> **PAGE EXTRACT**:
━━━━━━

# Added some award photo of my judging center



## rdlsreno (Jan 10, 2009)

Added some Paph (and others) awards photo on my AOS award set on my fliker. Here is the link.
http://www.flickr.com/photos/[email protected]/sets/72157604134987972/

Enjoy.


Ramon


----------



## SlipperFan (Jan 10, 2009)

Excellent, and congratulations, Ramon. Beautiful flowers.


----------



## Yoyo_Jo (Jan 10, 2009)

Great photos! Such beautiful flowers. :clap:


----------



## rdlsreno (Jan 10, 2009)

Thanks! The awards are not all mine. They are plant that got awarded in my Judging center. I just took the award photos.


Ramon


----------



## SlipperFan (Jan 10, 2009)

rdlsreno said:


> Thanks! The awards are not all mine. They are plant that got awarded in my Judging center. I just took the award photos.
> 
> 
> Ramon



But some are yours, and you took the photos. :clap:


----------



## Elena (Jan 10, 2009)

━━━━━━

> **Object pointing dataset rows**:
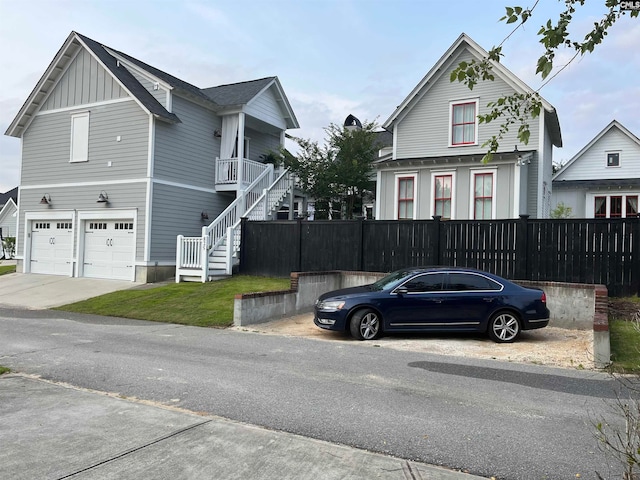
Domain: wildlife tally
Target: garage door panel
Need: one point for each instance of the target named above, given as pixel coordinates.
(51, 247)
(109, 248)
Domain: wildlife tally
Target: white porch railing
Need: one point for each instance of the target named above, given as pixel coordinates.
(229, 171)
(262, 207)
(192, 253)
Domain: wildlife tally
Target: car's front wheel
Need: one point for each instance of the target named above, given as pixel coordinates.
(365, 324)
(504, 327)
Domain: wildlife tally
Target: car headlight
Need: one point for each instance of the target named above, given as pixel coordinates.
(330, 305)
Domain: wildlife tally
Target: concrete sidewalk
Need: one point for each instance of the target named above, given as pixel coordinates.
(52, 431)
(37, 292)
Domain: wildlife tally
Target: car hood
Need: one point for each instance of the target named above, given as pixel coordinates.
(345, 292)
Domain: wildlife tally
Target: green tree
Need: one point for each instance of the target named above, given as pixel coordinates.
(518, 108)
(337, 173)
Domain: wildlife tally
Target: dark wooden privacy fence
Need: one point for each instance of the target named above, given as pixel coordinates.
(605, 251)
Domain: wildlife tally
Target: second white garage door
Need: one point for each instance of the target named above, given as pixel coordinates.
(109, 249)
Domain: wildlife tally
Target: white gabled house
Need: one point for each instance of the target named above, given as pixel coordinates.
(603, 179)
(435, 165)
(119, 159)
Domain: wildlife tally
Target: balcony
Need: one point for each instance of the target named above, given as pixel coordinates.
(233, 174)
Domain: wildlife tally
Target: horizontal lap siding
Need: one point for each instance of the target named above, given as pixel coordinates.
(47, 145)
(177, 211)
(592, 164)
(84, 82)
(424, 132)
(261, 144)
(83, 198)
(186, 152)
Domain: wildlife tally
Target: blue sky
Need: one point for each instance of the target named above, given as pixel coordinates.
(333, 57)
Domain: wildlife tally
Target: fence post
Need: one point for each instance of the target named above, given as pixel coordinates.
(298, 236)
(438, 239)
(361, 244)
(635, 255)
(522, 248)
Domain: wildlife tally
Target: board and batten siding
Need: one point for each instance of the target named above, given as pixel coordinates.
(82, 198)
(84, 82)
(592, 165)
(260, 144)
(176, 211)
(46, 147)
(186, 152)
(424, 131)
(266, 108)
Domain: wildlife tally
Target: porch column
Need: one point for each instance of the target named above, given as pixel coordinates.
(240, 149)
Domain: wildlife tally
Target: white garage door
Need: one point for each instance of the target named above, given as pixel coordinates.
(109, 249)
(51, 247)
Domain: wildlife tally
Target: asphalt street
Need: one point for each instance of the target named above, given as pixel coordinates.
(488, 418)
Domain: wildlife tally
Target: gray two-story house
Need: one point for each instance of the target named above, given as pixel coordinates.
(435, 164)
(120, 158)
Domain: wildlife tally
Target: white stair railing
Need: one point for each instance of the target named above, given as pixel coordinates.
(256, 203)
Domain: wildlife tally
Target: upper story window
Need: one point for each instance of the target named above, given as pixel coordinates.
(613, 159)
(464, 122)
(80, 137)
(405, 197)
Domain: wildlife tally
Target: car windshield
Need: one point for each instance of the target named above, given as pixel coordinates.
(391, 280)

━━━━━━

> **THE TASKS**:
1. Return the passage of the forum thread that begins at the words "# Added some" and stops after "is the link.".
2. Pick out every line in the entries that contains the string "story".
The forum thread and the entries are unrelated material.

> **EXERCISE SOLUTIONS**:
1.
# Added some award photo of my judging center



## rdlsreno (Jan 10, 2009)

Added some Paph (and others) awards photo on my AOS award set on my fliker. Here is the link.

2.
Target: gray two-story house
Target: upper story window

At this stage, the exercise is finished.